──────── Excerpt provided ────────
3 NVIDIA Grace-Hopper nodes (GH200 480) are now available. See Using Bede for more information.

IBM WMLCE (End of Life)#

End of Life

WMLCE was archived by IBM on 2020-11-10 and is no longer updated, maintained or supported. It is no longer available on bede due to the migration away from RHEL 7.

It has been replaced by Open Cognitive Environment (Open-CE), a community driven software distribution for machine learning.

Open-CE does not not support all features of WMLCE.

Please refer to the Open-CE documentation for more information.

Alternatively, consider moving to upstream sources for python packages such as Tensorflow or PyTorch where available.

IBM WMLCE was the Watson Machine Learning Community Edition - a software distribution for machine learning which included IBM technology previews such as Large Model Support for TensorFlow. WMLCE is also known as PowerAI.

It included a number of popular machine learning tools and frameworks such as TensorFlow and PyTorch, enhanced for use on IBM POWER9 + Nvidia GPU based systems. The use of Conda to enable simple installation of multiple machine learning frameworks into a single software environment without users needing to manage complex dependency trees was another key feature of IBM WMLCE.

For more information, refer to the IBM WMLCE documentation.

Using IBM WMLCE (End of Life)#

IBM WMLCE provided software packages via a hosted Conda channel.

Conda installations of the packages provided by WMLCE can become quite large (multiple GBs), so you may wish to use a conda installation in /nobackup/projects/<project> or /projects/<project> as described in the Installing Conda section.

With a working Conda install, IBM WMLCE packages can be installed from the IBM WMLCE conda channel: https://public.dhe.ibm.com/ibmdl/export/pub/software/server/ibm-ai/conda/.

Using Conda Environments are recommended when working with Open-CE.

I.e. to install all WMLCE packages into a conda environment named wmlce:

Note

IBM WMLCE requires Python 3.6 or Python 3.7. This may require an older Conda installation.

Note

Installation of the full powerai package can take a considerable amount of time (hours) and consume a large amount of disk space of disk storage space.

# Create a new python 3.6 conda environment named wmlce within your conda installation.
# Your conda installation should be in the /nobackup filesystem.
──────── Supplied records ────────
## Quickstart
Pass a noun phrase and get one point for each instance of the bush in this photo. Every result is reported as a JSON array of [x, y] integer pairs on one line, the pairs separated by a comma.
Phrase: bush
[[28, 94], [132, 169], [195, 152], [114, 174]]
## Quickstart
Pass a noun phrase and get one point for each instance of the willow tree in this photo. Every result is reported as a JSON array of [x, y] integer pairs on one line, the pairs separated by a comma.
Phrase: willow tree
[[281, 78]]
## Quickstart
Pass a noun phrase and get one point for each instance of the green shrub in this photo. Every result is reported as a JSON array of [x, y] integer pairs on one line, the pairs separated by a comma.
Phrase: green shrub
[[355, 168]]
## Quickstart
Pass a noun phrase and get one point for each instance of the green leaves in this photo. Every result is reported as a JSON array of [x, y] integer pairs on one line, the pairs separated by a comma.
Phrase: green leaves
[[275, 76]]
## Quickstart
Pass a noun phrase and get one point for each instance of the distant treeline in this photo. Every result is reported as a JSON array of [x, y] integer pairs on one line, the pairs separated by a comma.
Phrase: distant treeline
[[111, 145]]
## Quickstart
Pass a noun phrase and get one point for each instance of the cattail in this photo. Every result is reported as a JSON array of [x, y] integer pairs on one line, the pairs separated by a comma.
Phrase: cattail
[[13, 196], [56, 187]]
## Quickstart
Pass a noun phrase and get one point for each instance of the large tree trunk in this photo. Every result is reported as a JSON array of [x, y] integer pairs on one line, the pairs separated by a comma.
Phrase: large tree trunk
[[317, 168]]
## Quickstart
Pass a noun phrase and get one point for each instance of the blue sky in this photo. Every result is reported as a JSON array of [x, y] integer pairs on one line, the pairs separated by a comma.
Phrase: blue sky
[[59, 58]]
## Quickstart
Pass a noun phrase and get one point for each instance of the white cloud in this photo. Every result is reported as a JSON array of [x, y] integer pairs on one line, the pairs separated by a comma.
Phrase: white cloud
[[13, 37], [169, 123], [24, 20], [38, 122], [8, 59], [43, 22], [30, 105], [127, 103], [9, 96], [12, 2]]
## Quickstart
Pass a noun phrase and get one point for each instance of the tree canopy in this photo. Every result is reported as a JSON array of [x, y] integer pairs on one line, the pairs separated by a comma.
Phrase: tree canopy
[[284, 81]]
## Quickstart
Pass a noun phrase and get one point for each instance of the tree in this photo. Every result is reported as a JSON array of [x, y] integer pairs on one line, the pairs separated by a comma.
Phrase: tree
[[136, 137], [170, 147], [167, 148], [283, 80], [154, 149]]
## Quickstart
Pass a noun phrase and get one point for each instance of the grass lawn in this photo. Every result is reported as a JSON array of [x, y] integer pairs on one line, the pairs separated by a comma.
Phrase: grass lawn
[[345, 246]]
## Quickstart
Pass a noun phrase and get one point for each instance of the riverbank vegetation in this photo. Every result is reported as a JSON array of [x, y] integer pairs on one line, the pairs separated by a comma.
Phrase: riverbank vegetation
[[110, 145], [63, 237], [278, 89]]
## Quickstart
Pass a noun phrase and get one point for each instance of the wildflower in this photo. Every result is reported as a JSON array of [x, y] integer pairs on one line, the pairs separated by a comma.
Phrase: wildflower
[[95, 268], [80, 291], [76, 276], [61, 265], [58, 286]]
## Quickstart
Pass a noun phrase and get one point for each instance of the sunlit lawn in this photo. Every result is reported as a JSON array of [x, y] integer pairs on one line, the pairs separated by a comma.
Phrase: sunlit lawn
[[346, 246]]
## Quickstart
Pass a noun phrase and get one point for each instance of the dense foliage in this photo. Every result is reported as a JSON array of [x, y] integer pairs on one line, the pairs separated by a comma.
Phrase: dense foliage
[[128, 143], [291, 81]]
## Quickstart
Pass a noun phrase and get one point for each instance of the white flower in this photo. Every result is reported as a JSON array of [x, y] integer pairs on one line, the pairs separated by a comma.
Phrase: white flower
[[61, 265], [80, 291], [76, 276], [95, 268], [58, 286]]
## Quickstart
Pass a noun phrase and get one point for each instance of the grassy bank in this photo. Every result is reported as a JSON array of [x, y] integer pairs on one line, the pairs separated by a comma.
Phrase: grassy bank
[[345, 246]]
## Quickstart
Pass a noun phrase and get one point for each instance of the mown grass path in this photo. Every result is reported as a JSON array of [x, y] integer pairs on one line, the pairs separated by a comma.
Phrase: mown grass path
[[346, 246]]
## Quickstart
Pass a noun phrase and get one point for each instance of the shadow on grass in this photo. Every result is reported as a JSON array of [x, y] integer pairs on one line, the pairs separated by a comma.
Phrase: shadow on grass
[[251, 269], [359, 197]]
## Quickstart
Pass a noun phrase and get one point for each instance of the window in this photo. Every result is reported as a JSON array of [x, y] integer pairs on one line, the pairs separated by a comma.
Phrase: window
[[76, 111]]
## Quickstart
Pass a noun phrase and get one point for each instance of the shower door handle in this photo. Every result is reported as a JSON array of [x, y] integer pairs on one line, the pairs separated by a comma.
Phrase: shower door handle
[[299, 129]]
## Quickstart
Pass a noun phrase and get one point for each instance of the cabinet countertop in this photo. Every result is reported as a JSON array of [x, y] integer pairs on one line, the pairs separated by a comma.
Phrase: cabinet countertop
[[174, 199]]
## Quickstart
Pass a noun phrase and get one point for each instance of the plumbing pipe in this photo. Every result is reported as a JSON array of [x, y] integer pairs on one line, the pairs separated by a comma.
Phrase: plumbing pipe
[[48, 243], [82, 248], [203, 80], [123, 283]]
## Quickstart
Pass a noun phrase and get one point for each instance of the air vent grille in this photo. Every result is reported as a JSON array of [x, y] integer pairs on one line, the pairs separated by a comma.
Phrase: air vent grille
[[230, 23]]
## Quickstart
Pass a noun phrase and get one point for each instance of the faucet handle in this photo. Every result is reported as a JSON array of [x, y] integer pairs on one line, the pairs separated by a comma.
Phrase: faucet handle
────────
Problems to solve:
A) Repeat the IBM WMLCE page between "Installation of the" and "disk storage space.", inclusive, swapping "considerable" for "significant".
B) Finish out the next part of the IBM WMLCE page, starting from where it stops.

Task responses:
A)
Installation of the full powerai package can take a significant amount of time (hours) and consume a large amount of disk space of disk storage space.

B)
conda create -y --name wmlce python=3.6

# Activate the conda environment
conda activate wmlce

# Add the IBM WMLCE channel to the environment
conda config --env --prepend channels https://public.dhe.ibm.com/ibmdl/export/pub/software/server/ibm-ai/conda/

# Enable strict channel priority for the environment
conda config --env --set channel_priority strict

# Install specific conda packages
conda install -y tensorflow
conda install -y pytorch

# or the full powerai package, or powerai-cpu for the cpu version
conda install -y powerai

Once packages are installed into a named conda environment, the packages can be used interactively or within batch jobs by activating the conda environment.

# activate the conda environment
conda activate wmlce

# Run a python command or script which makes use of the installed packages
# I.e. to output the version of tensorflow:
python3 -c "import tensorflow;print(tensorflow.__version__)"

# I.e. or to output the version of pytorch:
python3 -c "import torch;print(torch.__version__)"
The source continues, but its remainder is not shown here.